* _Requirements_: Write out the data below in full. Keep it exact.

......

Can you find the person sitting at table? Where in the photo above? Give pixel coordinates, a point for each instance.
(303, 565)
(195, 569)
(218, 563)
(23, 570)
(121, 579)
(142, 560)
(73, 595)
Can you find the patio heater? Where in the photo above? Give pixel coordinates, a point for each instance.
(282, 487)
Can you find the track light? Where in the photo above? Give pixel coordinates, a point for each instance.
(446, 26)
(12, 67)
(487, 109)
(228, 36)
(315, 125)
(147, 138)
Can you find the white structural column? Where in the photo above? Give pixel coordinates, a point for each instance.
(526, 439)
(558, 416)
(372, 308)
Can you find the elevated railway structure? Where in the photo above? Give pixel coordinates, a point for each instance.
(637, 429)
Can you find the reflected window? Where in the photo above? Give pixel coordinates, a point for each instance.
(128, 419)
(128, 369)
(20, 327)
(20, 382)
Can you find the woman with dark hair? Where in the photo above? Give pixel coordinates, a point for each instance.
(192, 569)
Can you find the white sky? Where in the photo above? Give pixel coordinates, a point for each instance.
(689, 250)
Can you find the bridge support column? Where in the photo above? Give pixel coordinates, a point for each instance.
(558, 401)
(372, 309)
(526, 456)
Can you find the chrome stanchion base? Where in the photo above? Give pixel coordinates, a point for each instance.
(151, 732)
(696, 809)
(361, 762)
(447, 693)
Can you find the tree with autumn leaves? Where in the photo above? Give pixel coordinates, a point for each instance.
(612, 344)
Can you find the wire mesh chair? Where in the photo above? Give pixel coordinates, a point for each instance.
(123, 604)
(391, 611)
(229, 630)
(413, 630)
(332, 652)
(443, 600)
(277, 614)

......

* _Answer to the problem_:
Can you find the person sitting at table? Where in the photo above? Give pixel coordinates, a point for each instance.
(303, 565)
(195, 569)
(218, 563)
(23, 570)
(121, 579)
(142, 560)
(73, 595)
Can you find the patio heater? Where in the photo above? Give pixel coordinates, a point for each instance.
(282, 487)
Can you find the track light? Where in the photo above? Give pixel coordinates, a point for each instance.
(446, 26)
(12, 67)
(487, 109)
(228, 36)
(315, 125)
(147, 138)
Can you find the white structural column? Where in the photo above? Give pixel coordinates, a point for each instance.
(526, 439)
(558, 416)
(372, 308)
Can you find the elevated railway structure? Where in the photo above? Give pixel coordinates, a point for each instance.
(637, 429)
Can you find the reflected window? Where in the photo above? Give pixel coordinates, a point for each instance.
(128, 419)
(128, 369)
(20, 327)
(20, 382)
Can you find the woman with dark hair? Where in the photo above? Give pixel coordinates, a point for each instance.
(192, 569)
Can you find the white sky? Where in the photo above? Give pixel coordinates, a point for each instance.
(689, 250)
Can you find the bridge support column? Where in the photo above? Give pixel coordinates, a point for each instance.
(558, 401)
(372, 309)
(526, 456)
Can you find the chrome stanchion base? Where in the photo above? Give pixel coordinates, a point for each instance.
(151, 732)
(696, 809)
(361, 762)
(447, 693)
Can you find the tree with autumn leaves? Where in the photo above? Give pixel coordinates, a point for each instance.
(612, 344)
Can you find the wire mesh chair? Where in the photo above? Give pixel coordinates, a point for each instance.
(123, 604)
(391, 611)
(229, 630)
(413, 630)
(332, 652)
(443, 600)
(277, 614)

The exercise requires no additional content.